* _Work to complete_: Reproduce the part of the Squid forum thread below that runs from "## DutchDaemon (Dec" up to and including "(Dec 28, 2009)".

* _Selected passage_:
Maybe there is some parameters that i don't know? 

PS: It happens with my home computer (FreeBSD 8.0-RELEASE ) too.

Many Thanks.


----------



## Levenson (Dec 23, 2009)

Well, Are there no any advices? Maybe You will give me direction? I'm trying to find the solution for a few months. =(


----------



## Levenson (Dec 27, 2009)

Still waiting for help guys.


Many thanks.


----------



## dennylin93 (Dec 27, 2009)

It looks like some kind of bottleneck, but I can't be sure since I'm not familiar with Squid.


----------



## DutchDaemon (Dec 27, 2009)

You might try a slightly more active approach and visit or post on Squid mailing lists or forums. This is not a specific FreeBSD problem, and I assume that the combination FreeBSD / Squid / NTLM is not exactly commonplace around here.

http://www.squid-cache.org/Support/mailing-lists.dyn
http://old.nabble.com/Squid-Web-Proxy-Cache-f22481.html


----------



## Levenson (Dec 28, 2009)

DutchDaemon said:
			
		

> You might try a slightly more active approach and visit or post on Squid mailing lists or forums. This is not a specific FreeBSD problem, and I assume that the combination FreeBSD / Squid / NTLM is not exactly commonplace around here.
> 
> http://www.squid-cache.org/Support/mailing-lists.dyn
> http://old.nabble.com/Squid-Web-Proxy-Cache-f22481.html



I have already asked it at the Squid Mailing list, but no result. Amos have sent me his cache.log and some information that I show You before. I have build squid with exactly the same parameters, but it doesn't resolve my problem.

Why you so sure that it's not FreeBSD problem?


----------



## Levenson (Jan 28, 2011)

Well the problem is in the squid  experimental feature - kqueue.


----------



## DutchDaemon (Jan 28, 2011)

Levenson said:
			
		

> Well the problem is in the squid  experimental feature - kqueue.



So specifically the interaction kqueue < - > authorization helpers? Because I think I've used the kqueue option (without problems) ever since it became available, but never with any authorization helpers.


----------

* _Recorded information_:
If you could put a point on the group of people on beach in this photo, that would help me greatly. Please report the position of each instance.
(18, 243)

* _Exercise solution_:
## DutchDaemon (Dec 27, 2009)

You might try a slightly more active approach and visit or post on Squid mailing lists or forums. This is not a specific FreeBSD problem, and I assume that the combination FreeBSD / Squid / NTLM is not exactly commonplace around here.

http://www.squid-cache.org/Support/mailing-lists.dyn
http://old.nabble.com/Squid-Web-Proxy-Cache-f22481.html


----------



## Levenson (Dec 28, 2009)